• [Document extract]
..........
This is Going to Hurt: Secret Diaries of a Junior Doctor
- First edition
- Author: Adam Kay
- Language: English
- Genre: Nonfiction
- Published: September 7, 2017
- Publisher: Picador
- Publication place: United Kingdom
- ISBN: 1509858636

= This Is Going to Hurt =

2017 book by Adam Kay

This Is Going to Hurt: Secret Diaries of a Junior Doctor is a nonfiction book by the British comedy writer Adam Kay, published in 2017 by Picador. It is a collection of diary entries written by Kay during his medical training from 2004 to 2010. Kay's book discusses political issues in the health care system of the National Health Service in the United Kingdom and societal conflicts between the general population and neglected doctors. Kay accomplishes this by incorporating humour into his personal anecdotes that depict his life as he progresses through his medical training, and his eventual resignation from this career.
..........
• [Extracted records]
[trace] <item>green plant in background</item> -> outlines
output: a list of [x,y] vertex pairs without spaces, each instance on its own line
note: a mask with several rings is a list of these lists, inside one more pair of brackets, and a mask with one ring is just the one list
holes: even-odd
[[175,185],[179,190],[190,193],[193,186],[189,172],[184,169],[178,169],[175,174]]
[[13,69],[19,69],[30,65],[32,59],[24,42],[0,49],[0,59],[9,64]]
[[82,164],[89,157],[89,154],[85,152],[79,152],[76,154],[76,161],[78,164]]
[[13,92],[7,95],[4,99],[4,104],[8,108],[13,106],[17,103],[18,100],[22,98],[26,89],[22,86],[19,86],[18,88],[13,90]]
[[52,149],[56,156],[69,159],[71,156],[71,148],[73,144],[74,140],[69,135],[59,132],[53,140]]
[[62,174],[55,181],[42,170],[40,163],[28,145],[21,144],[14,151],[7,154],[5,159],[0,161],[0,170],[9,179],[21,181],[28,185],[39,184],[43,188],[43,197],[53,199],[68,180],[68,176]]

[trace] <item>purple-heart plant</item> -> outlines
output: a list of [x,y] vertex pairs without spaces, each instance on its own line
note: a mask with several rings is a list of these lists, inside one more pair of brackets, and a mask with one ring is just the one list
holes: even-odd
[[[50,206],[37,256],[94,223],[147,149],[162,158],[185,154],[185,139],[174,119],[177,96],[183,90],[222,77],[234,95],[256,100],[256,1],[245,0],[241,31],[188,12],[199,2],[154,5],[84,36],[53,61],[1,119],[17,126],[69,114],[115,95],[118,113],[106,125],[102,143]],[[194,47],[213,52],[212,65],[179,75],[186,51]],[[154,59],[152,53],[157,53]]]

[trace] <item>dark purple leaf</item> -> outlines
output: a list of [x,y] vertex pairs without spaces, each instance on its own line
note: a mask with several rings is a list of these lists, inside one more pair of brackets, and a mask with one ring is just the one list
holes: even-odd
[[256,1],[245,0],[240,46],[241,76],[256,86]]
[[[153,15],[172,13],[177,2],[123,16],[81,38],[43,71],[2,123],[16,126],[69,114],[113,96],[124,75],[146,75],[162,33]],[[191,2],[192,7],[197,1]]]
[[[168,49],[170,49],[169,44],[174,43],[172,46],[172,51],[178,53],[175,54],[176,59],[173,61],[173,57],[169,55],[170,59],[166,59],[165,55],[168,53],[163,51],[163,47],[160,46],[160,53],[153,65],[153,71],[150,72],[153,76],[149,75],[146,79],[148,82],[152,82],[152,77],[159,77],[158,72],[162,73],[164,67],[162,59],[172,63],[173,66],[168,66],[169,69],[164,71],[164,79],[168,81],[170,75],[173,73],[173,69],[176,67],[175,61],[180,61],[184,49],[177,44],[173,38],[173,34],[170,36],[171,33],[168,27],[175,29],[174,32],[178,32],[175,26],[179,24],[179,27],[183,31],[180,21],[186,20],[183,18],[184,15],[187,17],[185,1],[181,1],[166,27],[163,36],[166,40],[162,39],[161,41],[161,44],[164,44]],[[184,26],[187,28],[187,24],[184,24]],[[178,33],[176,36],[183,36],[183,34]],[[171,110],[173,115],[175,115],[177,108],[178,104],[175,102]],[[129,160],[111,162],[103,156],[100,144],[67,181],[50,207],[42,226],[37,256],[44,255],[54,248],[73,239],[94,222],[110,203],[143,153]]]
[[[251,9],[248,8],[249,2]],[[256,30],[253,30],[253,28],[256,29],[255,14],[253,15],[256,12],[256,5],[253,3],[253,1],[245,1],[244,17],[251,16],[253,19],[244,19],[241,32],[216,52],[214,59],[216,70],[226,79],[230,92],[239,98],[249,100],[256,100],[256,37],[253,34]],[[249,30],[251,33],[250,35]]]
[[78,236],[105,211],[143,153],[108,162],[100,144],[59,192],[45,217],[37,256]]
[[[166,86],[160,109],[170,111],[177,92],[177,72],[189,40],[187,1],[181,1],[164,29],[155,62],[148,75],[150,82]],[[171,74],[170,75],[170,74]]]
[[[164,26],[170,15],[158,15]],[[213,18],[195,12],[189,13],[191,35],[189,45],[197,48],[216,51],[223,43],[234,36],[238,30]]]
..........
• [Assignment]
Reproduce the full text about the book This Is Going to Hurt word for word, from its title line through its final sentence.

• [Written solution]
This is Going to Hurt: Secret Diaries of a Junior Doctor
- First edition
- Author: Adam Kay
- Language: English
- Genre: Nonfiction
- Published: September 7, 2017
- Publisher: Picador
- Publication place: United Kingdom
- ISBN: 1509858636

= This Is Going to Hurt =

2017 book by Adam Kay

This Is Going to Hurt: Secret Diaries of a Junior Doctor is a nonfiction book by the British comedy writer Adam Kay, published in 2017 by Picador. It is a collection of diary entries written by Kay during his medical training from 2004 to 2010. Kay's book discusses political issues in the health care system of the National Health Service in the United Kingdom and societal conflicts between the general population and neglected doctors. Kay accomplishes this by incorporating humour into his personal anecdotes that depict his life as he progresses through his medical training, and his eventual resignation from this career.